- _About this exercise_
Repeat every entry in full. Match each line exactly.

- _Task material_
--- --- ---
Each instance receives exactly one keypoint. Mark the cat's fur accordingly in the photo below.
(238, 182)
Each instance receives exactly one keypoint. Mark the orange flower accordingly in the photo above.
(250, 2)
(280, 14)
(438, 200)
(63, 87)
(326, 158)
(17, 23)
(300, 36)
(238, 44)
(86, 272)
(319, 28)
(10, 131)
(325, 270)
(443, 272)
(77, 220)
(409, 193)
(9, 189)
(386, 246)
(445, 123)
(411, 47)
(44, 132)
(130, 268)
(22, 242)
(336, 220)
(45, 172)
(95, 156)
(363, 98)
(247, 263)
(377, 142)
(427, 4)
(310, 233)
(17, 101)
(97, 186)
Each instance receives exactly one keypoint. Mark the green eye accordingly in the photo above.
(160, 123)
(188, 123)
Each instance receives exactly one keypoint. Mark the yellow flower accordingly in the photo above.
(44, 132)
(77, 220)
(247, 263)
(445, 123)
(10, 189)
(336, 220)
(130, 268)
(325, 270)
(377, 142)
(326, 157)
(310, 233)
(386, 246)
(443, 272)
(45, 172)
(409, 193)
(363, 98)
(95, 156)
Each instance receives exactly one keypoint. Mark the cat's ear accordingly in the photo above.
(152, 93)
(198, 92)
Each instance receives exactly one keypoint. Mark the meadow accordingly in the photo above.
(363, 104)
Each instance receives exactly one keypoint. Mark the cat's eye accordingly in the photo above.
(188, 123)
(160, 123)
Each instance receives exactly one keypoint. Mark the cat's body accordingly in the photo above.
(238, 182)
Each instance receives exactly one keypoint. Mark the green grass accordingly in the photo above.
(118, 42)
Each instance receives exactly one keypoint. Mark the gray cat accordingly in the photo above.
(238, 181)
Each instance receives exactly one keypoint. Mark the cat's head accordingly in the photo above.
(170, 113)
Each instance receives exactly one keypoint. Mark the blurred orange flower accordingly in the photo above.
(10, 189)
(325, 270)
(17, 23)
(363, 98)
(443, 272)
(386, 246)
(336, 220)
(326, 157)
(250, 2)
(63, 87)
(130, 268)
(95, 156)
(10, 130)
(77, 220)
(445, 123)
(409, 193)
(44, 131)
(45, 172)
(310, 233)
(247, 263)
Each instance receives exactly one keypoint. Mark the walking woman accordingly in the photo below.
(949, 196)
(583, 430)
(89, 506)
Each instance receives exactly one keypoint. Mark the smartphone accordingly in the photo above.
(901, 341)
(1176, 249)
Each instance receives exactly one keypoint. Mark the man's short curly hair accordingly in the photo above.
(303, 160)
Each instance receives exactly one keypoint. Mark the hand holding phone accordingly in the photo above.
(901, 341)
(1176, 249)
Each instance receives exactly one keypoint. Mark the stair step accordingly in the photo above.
--- --- ---
- _Response to the exercise_
Each instance receives exactly one keypoint. Mark the cat's fur accordingly in the photo below.
(238, 182)
Each instance receives exactly one keypoint. Mark the orange flower accordingly in the photo above.
(250, 2)
(280, 14)
(438, 200)
(63, 87)
(326, 158)
(17, 23)
(300, 36)
(238, 44)
(86, 272)
(319, 28)
(10, 131)
(325, 270)
(443, 272)
(77, 220)
(409, 193)
(9, 189)
(386, 246)
(445, 123)
(411, 47)
(44, 132)
(130, 268)
(22, 242)
(336, 220)
(45, 172)
(95, 156)
(363, 98)
(247, 263)
(377, 142)
(427, 4)
(310, 233)
(17, 101)
(97, 186)
Each instance receives exactly one keypoint. Mark the green eye accordingly in the photo above.
(160, 123)
(188, 123)
Each instance receives exactly one keypoint. Mark the yellow flower accordingly in the photo above.
(44, 132)
(77, 220)
(247, 263)
(445, 123)
(10, 189)
(336, 220)
(130, 268)
(325, 270)
(377, 142)
(326, 157)
(310, 233)
(386, 246)
(443, 272)
(45, 172)
(409, 193)
(363, 98)
(95, 156)
Each instance receives exactly one keypoint. Mark the cat's ear accordingly in the photo above.
(152, 93)
(198, 92)
Each instance receives exactly one keypoint. Mark the meadow accordingly in the photo above.
(363, 104)
Each instance receives exactly one keypoint. Mark the cat's eye accordingly in the photo above.
(188, 123)
(160, 123)
Each instance receives exactly one keypoint. Mark the cat's body accordingly in the photo above.
(238, 182)
Each instance receives exactly one keypoint. Mark the green grass accordingly in the photo above.
(118, 42)
Each instance receives exactly one keypoint. Mark the gray cat accordingly in the photo above.
(238, 181)
Each instance receives exactly one keypoint. Mark the cat's head accordingly in the photo above.
(170, 113)
Each instance receives exactly one keypoint. Mark the blurred orange flower accordingly in the photo above.
(10, 189)
(325, 270)
(17, 23)
(363, 98)
(443, 272)
(386, 246)
(336, 220)
(326, 157)
(250, 2)
(63, 87)
(130, 268)
(95, 156)
(10, 130)
(77, 220)
(445, 123)
(409, 193)
(44, 131)
(45, 172)
(310, 233)
(247, 263)
Each instance receives exactly one keypoint. Mark the walking woman accordingly in the photo below.
(949, 196)
(583, 430)
(89, 506)
Each instance receives exactly one keypoint. Mark the smartphone accordingly in the photo above.
(901, 341)
(1176, 249)
Each instance receives exactly one keypoint. Mark the man's short curly hair accordingly in the photo above.
(303, 160)
Each instance receives exactly one keypoint. Mark the hand holding phone accordingly in the photo above.
(901, 341)
(1176, 249)
Each instance receives exactly one keypoint. Mark the stair step accordingly in the photo above.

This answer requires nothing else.